[TEXTO FORNECIDO]
Solidariedade e Reconciliação

         Partilharemos hoje uma reflexão sobre dois temas que teoricamente se diferenciam, mas que em nossa vida saletina devem se integrar: solidariedade e reconciliação. Distinguem-se, na somatória dos dois, porém. Exigem-se na prática da fé.
              Pe. Ático Fassini

A solidariedade é:

a) uma atitude humana de abertura para o outro carente, sofredor, excluído;
b) um gesto de fraternidade que rompe os laços do egoísmo e gera o altruísmo;
c) uma ação ocasional, pessoal ou comunitária, de ajuda ao desamparado;
d) o reconhecimento da dignidade do outro no qual reconheço minha própria dignidade;
e) um espírito de permanente disponibilidade face à vida e valorização do outro.

A reconciliação é:

a) ter atitudes de flexibilidade diante da falha de outrem;
b) relevar a fraqueza do outro, reconhecendo minha própria fraqueza;
c) demonstrar bem querer apesar do desprazer sofrido, sem ressentimento;
d) desculpar sem necessariamente exigir a transformação do outro, mas a própria;
e) encobrir o erro, “deixar como está para ver como fica”, é conciliação e farisaísmo;
f) desejar sinceramente a paz, no diálogo e no jogo da verdade;
g) ter atitude de compreensão e boa vontade face à ofensa recebida;
h) assumir a reconstrução do bem querer;
i) esvaziar o coração de todo e qualquer ódio ao oponente;
j) ter livre e permanente disponibilidade para dar e receber perdão;
k) empenhar-se com autenticidade na conversão pessoal e transformação alheia;
l) lembrar sempre que “errar é humano e perdoar é divino”;
m) concretizar à luz da Palavra, um gesto divino face a um erro humano;
n) viver o perdão “setenta vezes sete” e praticar a prece: “Perdoai... perdoamos”;
o) fazer nascer à reconciliação no perdão humilde e no testemunho da solidariedade.  

Solidariedade e reconciliação na Palavra de Deus:

a) Deus revela seu amor absoluto, na liberdade plena e no perdão reconciliador;
b) Desejoso de reconciliação envia o próprio Filho, humilde e solitário (Fil 2,1s);
c) Na solidariedade reconciliadora, Jesus perdoa, valoriza a pessoa, suscita liberdade (1 Ped 1,21);
d) Jesus se faz a Pedra Angular da Paz Reconciliadora (Ef 2,11-22);
e) Jesus nos reconcilia para reconciliarmos (2 Cor 5,17);
f) O Reino de Deus é Reino de Paz, Justiça, Solidariedade e Reconciliação.

Solidariedade e reconciliação em SALETTE:

a) Salette assinala a recorrente ruptura em nós mesmos, com o próximo e Deus;
b) Salette revela a permanente e santa justiça de Deus que quer salvar seu Povo;
c) Salette expressa a compaixão materna, solidária e reconciliadora do Pai;
d) Salette renova o apelo à conversão e reconciliação de si mesmo e do mundo.

[SUA TAREFA]
No texto sobre solidariedade e reconciliação, o que Jesus se faz, segundo o item que cita Ef 2,11-22? Responda, por favor, com as palavras do texto.

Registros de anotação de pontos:
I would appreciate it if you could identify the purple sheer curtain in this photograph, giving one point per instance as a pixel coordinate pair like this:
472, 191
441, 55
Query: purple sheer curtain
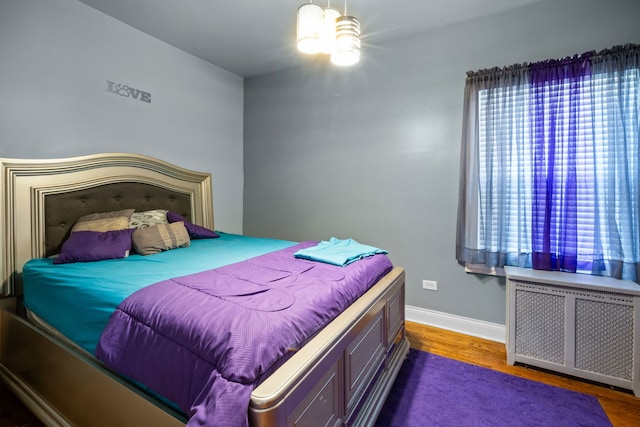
556, 113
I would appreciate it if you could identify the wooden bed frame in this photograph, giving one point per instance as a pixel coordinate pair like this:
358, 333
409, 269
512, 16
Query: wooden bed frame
340, 377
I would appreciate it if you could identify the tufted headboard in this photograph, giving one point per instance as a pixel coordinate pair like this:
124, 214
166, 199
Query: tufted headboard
61, 210
41, 199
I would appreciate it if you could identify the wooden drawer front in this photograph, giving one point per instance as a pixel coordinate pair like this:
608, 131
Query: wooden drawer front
363, 358
321, 407
395, 315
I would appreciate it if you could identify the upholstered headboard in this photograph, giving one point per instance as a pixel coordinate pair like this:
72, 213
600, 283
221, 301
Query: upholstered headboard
41, 199
61, 210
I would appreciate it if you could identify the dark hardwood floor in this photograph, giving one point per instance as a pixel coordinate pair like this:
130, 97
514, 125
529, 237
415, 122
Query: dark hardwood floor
622, 408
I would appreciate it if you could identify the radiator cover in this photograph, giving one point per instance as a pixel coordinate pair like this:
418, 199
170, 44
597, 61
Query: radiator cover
576, 324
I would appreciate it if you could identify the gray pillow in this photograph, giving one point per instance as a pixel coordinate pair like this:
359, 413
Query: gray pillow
148, 218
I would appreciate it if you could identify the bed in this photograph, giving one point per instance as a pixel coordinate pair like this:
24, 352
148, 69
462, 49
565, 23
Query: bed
336, 374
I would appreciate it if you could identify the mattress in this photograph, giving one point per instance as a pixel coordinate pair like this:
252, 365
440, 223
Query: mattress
78, 299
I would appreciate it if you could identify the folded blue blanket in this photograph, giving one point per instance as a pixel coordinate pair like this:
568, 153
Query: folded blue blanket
338, 251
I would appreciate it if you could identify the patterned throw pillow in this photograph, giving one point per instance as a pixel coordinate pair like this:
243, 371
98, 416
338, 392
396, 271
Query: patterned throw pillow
105, 221
195, 231
148, 218
159, 238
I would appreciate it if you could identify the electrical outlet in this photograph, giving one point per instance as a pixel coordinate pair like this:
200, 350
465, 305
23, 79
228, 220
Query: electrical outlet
431, 285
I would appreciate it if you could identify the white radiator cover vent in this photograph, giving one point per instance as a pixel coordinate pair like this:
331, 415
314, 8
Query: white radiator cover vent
576, 324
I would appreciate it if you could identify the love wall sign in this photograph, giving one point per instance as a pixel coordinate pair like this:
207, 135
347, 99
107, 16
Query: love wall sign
128, 91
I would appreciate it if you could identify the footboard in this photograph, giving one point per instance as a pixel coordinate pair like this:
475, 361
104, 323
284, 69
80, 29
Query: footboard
343, 376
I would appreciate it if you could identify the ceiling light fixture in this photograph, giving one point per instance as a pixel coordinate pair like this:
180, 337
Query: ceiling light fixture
326, 31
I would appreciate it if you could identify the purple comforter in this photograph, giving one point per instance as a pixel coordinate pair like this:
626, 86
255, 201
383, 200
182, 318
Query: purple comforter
206, 340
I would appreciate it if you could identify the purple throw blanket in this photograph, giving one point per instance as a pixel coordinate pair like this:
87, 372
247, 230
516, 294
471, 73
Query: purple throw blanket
206, 340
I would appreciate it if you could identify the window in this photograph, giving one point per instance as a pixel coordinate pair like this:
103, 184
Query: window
549, 173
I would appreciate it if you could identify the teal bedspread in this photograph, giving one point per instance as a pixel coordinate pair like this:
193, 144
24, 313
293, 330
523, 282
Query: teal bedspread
78, 299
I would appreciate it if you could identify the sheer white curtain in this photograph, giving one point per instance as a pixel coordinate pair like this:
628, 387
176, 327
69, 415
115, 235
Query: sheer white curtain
550, 165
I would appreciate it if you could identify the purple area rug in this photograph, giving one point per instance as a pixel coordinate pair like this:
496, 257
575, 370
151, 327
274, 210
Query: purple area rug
436, 391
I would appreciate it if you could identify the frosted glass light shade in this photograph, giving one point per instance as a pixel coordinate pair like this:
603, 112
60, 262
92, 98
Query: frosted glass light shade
310, 21
328, 34
347, 49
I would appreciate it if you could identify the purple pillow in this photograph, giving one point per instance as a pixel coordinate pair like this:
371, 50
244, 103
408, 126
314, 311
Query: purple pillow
195, 231
86, 246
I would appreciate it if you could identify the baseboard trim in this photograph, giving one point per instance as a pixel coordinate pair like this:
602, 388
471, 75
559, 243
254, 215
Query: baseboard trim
451, 322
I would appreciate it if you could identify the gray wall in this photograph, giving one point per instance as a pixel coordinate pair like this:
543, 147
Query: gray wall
55, 59
372, 152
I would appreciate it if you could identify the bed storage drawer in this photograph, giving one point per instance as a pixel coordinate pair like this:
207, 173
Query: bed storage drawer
322, 404
363, 358
395, 316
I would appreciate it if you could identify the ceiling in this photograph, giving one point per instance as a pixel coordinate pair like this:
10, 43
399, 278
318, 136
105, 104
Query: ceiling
251, 37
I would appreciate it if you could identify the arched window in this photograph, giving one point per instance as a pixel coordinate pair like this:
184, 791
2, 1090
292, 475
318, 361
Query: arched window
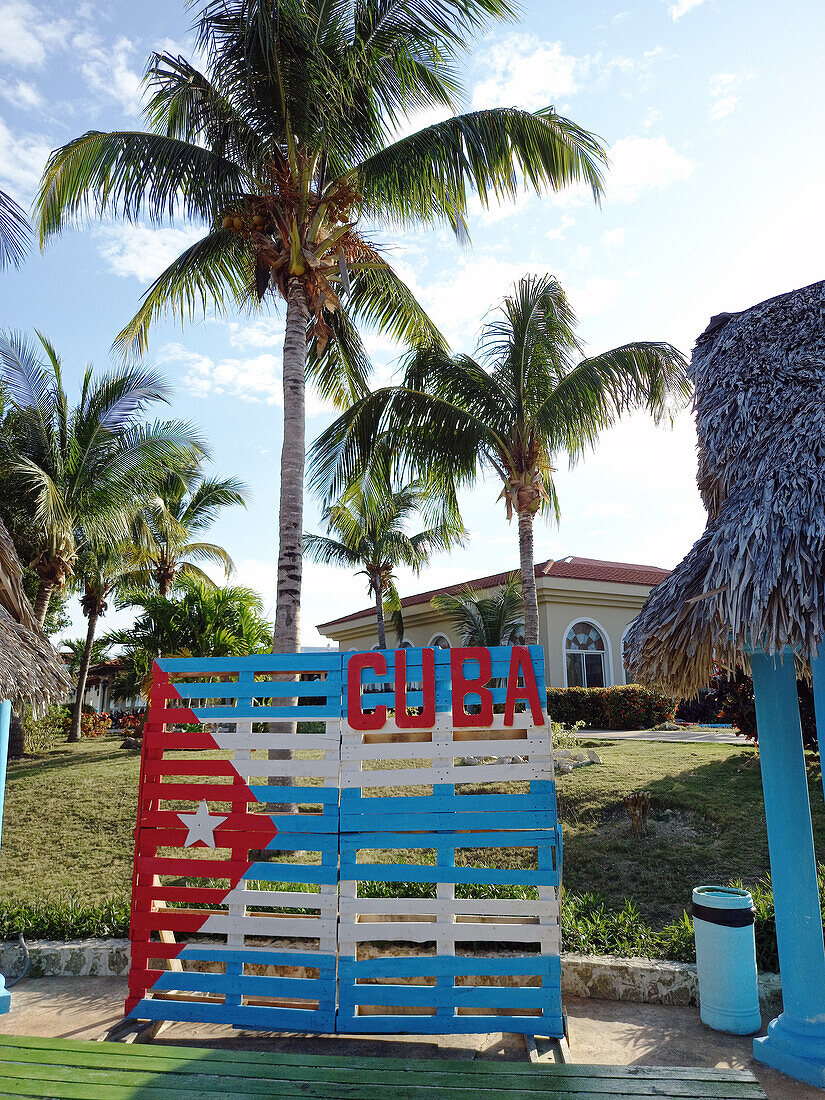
627, 678
584, 651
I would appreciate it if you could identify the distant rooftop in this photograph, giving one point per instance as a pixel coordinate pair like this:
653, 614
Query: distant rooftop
571, 568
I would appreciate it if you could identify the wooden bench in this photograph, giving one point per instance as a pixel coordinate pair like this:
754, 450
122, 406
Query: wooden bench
83, 1070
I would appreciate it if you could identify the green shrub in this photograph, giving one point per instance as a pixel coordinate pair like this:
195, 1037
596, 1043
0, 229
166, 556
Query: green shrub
43, 733
64, 917
625, 706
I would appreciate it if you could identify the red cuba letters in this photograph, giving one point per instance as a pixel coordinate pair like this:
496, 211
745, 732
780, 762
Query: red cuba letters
461, 686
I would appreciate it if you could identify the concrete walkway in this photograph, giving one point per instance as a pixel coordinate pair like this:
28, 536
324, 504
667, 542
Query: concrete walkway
601, 1033
708, 736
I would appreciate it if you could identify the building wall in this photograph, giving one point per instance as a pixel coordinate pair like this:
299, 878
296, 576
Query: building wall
609, 606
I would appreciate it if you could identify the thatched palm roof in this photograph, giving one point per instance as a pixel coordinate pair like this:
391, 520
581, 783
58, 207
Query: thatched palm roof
757, 574
31, 670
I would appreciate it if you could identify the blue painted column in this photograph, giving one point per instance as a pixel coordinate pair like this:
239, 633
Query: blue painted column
4, 723
795, 1040
817, 675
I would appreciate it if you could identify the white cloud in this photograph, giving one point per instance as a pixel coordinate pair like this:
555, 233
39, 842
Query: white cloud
596, 295
642, 164
29, 35
614, 238
21, 94
725, 89
108, 69
558, 231
257, 378
680, 8
651, 117
264, 332
142, 252
520, 70
22, 160
461, 297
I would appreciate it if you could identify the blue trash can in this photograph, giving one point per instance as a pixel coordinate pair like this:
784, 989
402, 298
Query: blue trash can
723, 928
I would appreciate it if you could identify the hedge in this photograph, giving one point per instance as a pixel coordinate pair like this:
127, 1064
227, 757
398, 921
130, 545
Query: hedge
626, 706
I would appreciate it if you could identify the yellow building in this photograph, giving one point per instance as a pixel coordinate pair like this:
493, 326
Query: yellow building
585, 607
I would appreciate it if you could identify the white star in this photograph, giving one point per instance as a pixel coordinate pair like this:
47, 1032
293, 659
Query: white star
201, 825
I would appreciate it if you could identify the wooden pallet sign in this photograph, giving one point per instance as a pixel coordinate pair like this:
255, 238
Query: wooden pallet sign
416, 888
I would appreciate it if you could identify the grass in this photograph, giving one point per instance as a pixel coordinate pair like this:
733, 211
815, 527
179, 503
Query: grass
69, 817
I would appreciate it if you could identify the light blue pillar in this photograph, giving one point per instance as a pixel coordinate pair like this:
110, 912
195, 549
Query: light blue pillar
817, 677
795, 1040
4, 723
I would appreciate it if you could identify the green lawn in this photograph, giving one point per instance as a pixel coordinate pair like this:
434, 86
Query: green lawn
69, 817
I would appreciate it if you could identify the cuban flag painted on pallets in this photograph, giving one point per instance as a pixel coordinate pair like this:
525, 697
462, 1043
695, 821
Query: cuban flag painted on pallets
196, 794
450, 846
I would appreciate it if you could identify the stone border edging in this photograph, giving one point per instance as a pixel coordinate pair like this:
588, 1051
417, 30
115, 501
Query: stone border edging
604, 977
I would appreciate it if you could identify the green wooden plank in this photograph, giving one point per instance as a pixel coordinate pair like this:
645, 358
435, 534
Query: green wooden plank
224, 1057
190, 1075
364, 1088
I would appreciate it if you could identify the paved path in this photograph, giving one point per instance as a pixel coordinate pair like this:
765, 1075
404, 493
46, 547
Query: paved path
708, 736
601, 1032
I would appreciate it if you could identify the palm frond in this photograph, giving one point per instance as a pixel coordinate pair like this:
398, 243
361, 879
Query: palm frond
133, 174
15, 233
428, 176
216, 271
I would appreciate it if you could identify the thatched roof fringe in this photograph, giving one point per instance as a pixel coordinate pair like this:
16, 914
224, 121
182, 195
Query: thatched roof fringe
760, 563
31, 670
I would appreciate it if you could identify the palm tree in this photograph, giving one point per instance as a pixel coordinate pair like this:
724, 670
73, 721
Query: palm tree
526, 398
283, 147
184, 505
72, 650
197, 619
370, 523
14, 232
99, 572
486, 620
84, 471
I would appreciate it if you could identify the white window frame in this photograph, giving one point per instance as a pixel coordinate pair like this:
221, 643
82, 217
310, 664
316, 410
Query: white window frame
622, 655
608, 678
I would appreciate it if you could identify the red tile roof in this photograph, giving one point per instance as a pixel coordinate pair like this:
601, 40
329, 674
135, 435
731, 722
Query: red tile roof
576, 569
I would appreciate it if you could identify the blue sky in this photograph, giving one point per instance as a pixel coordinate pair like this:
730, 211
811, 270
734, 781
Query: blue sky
713, 113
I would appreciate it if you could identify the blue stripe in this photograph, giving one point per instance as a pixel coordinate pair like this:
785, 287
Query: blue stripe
299, 823
266, 713
293, 872
249, 985
451, 821
304, 842
415, 872
551, 1025
308, 795
239, 1015
263, 956
297, 689
547, 967
528, 838
255, 662
541, 796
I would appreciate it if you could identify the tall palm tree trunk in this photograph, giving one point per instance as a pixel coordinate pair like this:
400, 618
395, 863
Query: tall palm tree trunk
378, 590
528, 578
41, 603
17, 736
81, 677
287, 607
290, 515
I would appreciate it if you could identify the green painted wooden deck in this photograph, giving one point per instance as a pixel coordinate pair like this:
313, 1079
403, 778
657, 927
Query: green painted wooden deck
83, 1070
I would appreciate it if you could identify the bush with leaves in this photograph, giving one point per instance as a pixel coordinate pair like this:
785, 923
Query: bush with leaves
627, 706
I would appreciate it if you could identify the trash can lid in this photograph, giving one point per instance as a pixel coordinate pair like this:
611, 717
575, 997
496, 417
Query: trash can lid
722, 898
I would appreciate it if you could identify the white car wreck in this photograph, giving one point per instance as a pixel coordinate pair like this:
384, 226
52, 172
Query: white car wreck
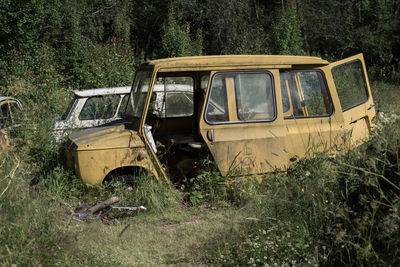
91, 108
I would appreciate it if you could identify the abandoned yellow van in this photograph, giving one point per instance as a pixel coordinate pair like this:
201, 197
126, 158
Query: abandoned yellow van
253, 114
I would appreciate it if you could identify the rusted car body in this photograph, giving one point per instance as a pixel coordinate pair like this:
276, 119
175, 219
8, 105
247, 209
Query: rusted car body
253, 114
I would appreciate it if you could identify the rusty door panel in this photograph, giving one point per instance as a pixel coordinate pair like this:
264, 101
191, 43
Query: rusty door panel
358, 118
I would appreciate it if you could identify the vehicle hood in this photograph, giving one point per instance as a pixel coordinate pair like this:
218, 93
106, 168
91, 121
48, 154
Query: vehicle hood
106, 137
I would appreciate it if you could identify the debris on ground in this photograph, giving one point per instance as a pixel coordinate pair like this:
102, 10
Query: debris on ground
100, 211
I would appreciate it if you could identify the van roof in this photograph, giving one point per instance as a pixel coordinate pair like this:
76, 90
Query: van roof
102, 91
226, 61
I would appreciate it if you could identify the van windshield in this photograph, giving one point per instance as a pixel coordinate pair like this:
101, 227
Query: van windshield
138, 94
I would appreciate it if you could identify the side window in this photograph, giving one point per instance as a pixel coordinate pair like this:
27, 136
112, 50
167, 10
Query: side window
173, 97
122, 107
217, 110
254, 96
350, 84
316, 100
250, 94
307, 95
285, 78
100, 107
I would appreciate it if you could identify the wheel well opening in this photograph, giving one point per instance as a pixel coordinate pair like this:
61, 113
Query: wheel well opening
132, 171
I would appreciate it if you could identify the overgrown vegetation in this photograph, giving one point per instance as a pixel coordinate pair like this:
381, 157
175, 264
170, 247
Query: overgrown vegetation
323, 211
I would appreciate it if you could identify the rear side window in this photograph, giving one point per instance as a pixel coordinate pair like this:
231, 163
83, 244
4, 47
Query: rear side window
100, 107
250, 96
350, 84
254, 96
304, 94
173, 97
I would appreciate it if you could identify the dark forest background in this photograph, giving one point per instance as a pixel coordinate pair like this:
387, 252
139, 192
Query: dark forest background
97, 43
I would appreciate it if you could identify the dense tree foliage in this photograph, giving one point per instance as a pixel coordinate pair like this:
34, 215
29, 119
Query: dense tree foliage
82, 34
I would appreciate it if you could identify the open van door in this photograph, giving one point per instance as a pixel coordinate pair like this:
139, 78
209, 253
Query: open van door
354, 92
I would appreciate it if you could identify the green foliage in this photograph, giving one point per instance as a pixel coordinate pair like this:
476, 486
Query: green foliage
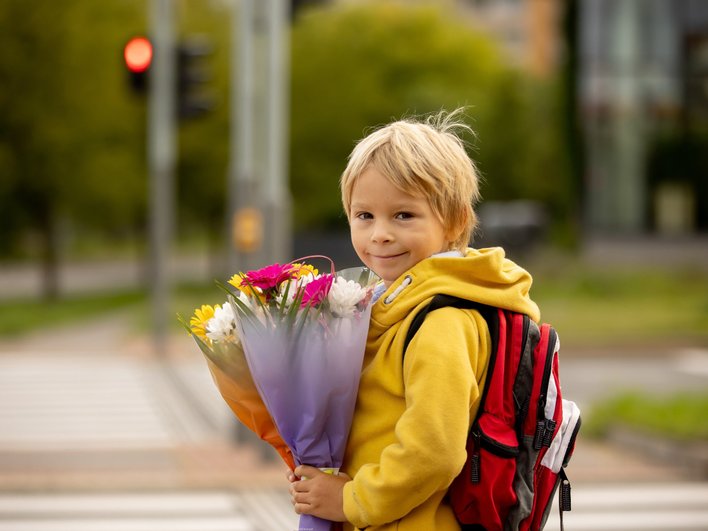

[RESPOSTA FINAL]
Jesus se faz a Pedra Angular da Paz Reconciliadora.